• **Excerpted text**:
········

The Study of Phase Transformation Behaviors for 38MnB5Nb Ultra High-Strength Steel by CCT Curves and TTT Curves

Abstract

To elucidate the phase transformation behaviors for 38MnB5Nb ultra high-strength steel, the continuous cooling transformation (CCT) and time-temperature-transformation (TTT) curves were determined by the thermal expansion method with different cooling rates and isothermal temperatures after complete austenization. To be more accurate, the microstructure was observed and the hardness was tested. The results showed that the starting and ending transformation temperatures of austenite during heating are 748 °C and 805 °C, respectively. Bainite’s start temperature is between 540 °C and 550 °C, while martensite’s start temperature is about 310 °C. The critical cooling transformation rate is between 10 °C/s and 15 °C/s. The results showed that the microstructures are severely related to the cooling rate during the continuous cooling process and are related to isothermal temperatures during the isothermal process. The relationship between hardness and the microstructure was investigated and hardness is severely related to the microstructure. Based on the results of CCT curves compared with the conventional 22MnB5 hot stamping steel, the studied 38MnB5Nb steel is more beneficial for selective cooling processes.

1. Introduction

It is well-known that the problems in energy production and environmental protection have been becoming severe. According to statistics, the global oil reserves can only cover 40 years with the current extraction rate of oil [1,2,3]. Owing to the consumption of relatively high oil resources for the production of car fuel and the environmental pollution of car emissions, the automotive industry is still facing growing pressure to reduce the weight of vehicles and improve crash performance since approximately 75% of the fuel consumption is severely related to the car weight [4]. In order to reduce the vehicle weight and improve crash safety performances, ultra high-strength steels (UHSS) have been applied to manufacture vehicle components, such as A-pillars, B-pillars, roof rails, and so on. In this context, hot stamping steels have been investigated and used [5,6].

Generally, the common hot stamping steel is 22MnB5, which has been widely used to manufacture A-pillars, B-pillars, and so on, successfully. Gazi University in Turkey investigated the effect of heat treatment conditions on microstructural features and mechanical properties of 22MnB5 hot stamping steel [7]. Finally, the optimized heat treatment process parameters were suggested to make A-pillars and B-pillars. 22MnB5 ultra high-strength steel was applied to manufacture bumpers and pillars by the technology of hot stamping and so the thickness of the parts was reduced owing to the good performance with a final strength above 1500 MPa [8,9]. Tingzhi Si et al. studied the effects of microalloying with Ti + Nb + V on the hydrogen permeation and damage behaviors of the 22MnB5 hot stamping steel [10]. Their research implied that the addition of Ti + Nb + V for 22MnB5 steel would largely reduce the hydrogen diffusion coefficient, which is of great importance for A-pillars and B-pillars made of ultra high-strength steel. Finally, a model was proposed to illustrate the improvements in hydrogen diffusion and hydrogen damage in the hot stamping steel.

········

• **Data entries**:
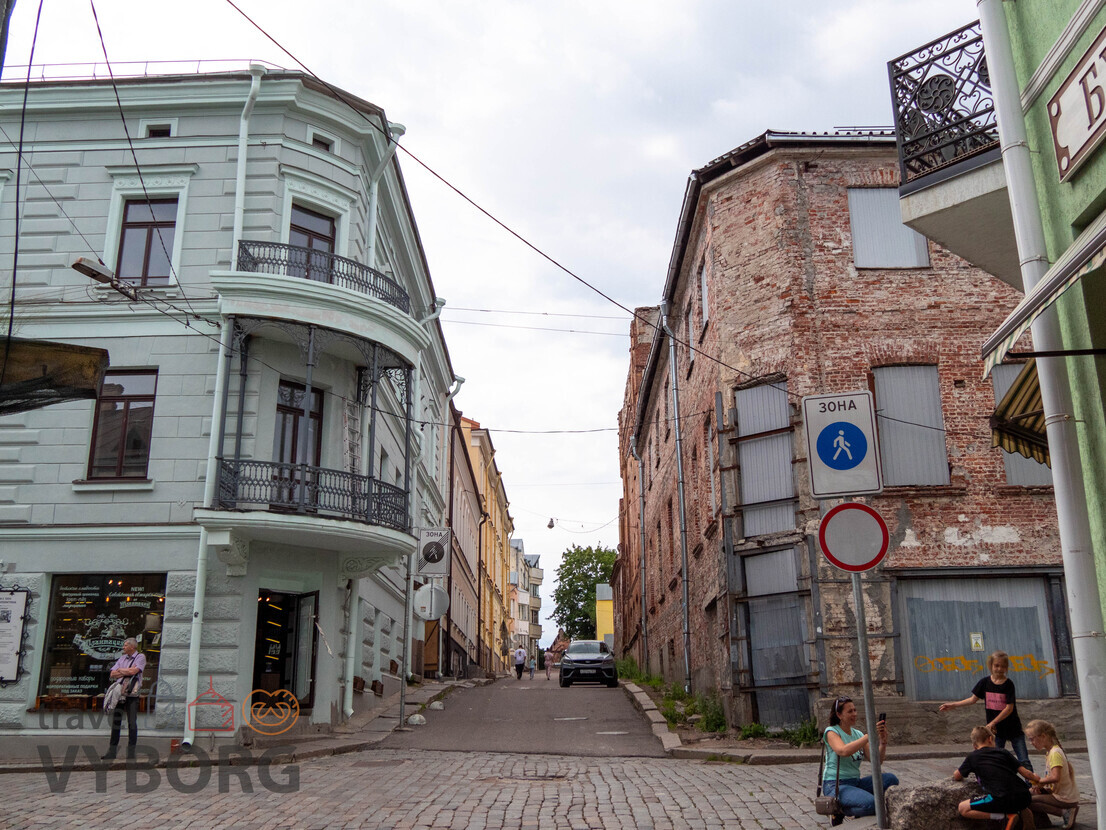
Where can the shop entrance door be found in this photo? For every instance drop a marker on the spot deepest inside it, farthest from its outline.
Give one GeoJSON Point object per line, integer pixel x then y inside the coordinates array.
{"type": "Point", "coordinates": [287, 643]}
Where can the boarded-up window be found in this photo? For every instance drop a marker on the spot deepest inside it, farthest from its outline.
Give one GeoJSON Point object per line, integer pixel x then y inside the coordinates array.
{"type": "Point", "coordinates": [879, 237]}
{"type": "Point", "coordinates": [911, 426]}
{"type": "Point", "coordinates": [778, 628]}
{"type": "Point", "coordinates": [1020, 469]}
{"type": "Point", "coordinates": [950, 625]}
{"type": "Point", "coordinates": [767, 486]}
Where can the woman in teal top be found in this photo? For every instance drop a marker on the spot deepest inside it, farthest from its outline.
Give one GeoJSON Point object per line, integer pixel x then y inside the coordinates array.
{"type": "Point", "coordinates": [845, 747]}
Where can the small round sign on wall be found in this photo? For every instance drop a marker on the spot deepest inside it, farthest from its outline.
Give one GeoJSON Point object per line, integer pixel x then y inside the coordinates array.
{"type": "Point", "coordinates": [854, 537]}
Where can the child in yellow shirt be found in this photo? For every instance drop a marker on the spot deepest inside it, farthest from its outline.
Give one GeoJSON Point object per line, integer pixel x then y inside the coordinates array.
{"type": "Point", "coordinates": [1056, 794]}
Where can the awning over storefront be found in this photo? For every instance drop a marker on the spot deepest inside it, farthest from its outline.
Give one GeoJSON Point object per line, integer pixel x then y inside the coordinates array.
{"type": "Point", "coordinates": [1018, 424]}
{"type": "Point", "coordinates": [1085, 255]}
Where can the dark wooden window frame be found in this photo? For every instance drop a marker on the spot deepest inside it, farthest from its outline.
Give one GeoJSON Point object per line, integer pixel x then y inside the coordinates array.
{"type": "Point", "coordinates": [154, 237]}
{"type": "Point", "coordinates": [127, 400]}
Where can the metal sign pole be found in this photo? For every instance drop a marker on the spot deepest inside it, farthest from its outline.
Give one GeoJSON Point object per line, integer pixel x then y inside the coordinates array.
{"type": "Point", "coordinates": [405, 668]}
{"type": "Point", "coordinates": [869, 703]}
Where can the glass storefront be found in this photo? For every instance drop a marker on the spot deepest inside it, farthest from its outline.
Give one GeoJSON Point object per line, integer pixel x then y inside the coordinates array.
{"type": "Point", "coordinates": [91, 615]}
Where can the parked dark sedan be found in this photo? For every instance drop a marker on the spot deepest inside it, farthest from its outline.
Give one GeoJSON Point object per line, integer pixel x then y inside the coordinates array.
{"type": "Point", "coordinates": [588, 661]}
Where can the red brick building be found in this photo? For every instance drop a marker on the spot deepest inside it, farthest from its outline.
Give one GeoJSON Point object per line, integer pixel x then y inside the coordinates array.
{"type": "Point", "coordinates": [792, 275]}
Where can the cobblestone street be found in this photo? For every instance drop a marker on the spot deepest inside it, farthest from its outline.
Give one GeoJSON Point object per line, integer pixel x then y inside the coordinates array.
{"type": "Point", "coordinates": [435, 789]}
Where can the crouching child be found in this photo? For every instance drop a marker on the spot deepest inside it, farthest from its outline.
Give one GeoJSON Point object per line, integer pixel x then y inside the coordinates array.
{"type": "Point", "coordinates": [1004, 796]}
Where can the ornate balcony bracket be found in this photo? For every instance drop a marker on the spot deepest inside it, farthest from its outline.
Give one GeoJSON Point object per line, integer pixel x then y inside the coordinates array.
{"type": "Point", "coordinates": [232, 550]}
{"type": "Point", "coordinates": [943, 107]}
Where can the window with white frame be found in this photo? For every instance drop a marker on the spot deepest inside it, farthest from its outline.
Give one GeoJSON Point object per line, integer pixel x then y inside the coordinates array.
{"type": "Point", "coordinates": [879, 237]}
{"type": "Point", "coordinates": [910, 425]}
{"type": "Point", "coordinates": [764, 457]}
{"type": "Point", "coordinates": [123, 426]}
{"type": "Point", "coordinates": [1020, 470]}
{"type": "Point", "coordinates": [145, 219]}
{"type": "Point", "coordinates": [305, 192]}
{"type": "Point", "coordinates": [146, 240]}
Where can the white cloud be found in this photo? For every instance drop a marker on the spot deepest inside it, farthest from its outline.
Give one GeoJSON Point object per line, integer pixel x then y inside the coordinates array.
{"type": "Point", "coordinates": [574, 122]}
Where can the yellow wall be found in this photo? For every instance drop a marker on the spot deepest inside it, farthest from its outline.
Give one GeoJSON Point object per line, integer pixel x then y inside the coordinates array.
{"type": "Point", "coordinates": [604, 614]}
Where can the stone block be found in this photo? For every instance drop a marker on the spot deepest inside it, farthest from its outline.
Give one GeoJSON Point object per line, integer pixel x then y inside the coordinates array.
{"type": "Point", "coordinates": [931, 806]}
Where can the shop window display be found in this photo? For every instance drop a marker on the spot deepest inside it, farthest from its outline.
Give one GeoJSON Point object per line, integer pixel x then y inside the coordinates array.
{"type": "Point", "coordinates": [90, 618]}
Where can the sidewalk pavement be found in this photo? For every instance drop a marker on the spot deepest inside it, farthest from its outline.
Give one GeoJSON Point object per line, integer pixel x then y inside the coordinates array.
{"type": "Point", "coordinates": [791, 755]}
{"type": "Point", "coordinates": [366, 729]}
{"type": "Point", "coordinates": [24, 754]}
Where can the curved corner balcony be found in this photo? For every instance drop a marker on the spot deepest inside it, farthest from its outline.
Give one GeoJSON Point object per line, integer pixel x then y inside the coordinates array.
{"type": "Point", "coordinates": [312, 490]}
{"type": "Point", "coordinates": [289, 282]}
{"type": "Point", "coordinates": [292, 260]}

········

• **What is asked**: Please reproduce the passage of the steel transformation text from "1. Introduction" to "and used [5,6].", swapping "global oil reserves" for "world oil reserves".

• **Finished answer**:
1. Introduction

It is well-known that the problems in energy production and environmental protection have been becoming severe. According to statistics, the world oil reserves can only cover 40 years with the current extraction rate of oil [1,2,3]. Owing to the consumption of relatively high oil resources for the production of car fuel and the environmental pollution of car emissions, the automotive industry is still facing growing pressure to reduce the weight of vehicles and improve crash performance since approximately 75% of the fuel consumption is severely related to the car weight [4]. In order to reduce the vehicle weight and improve crash safety performances, ultra high-strength steels (UHSS) have been applied to manufacture vehicle components, such as A-pillars, B-pillars, roof rails, and so on. In this context, hot stamping steels have been investigated and used [5,6].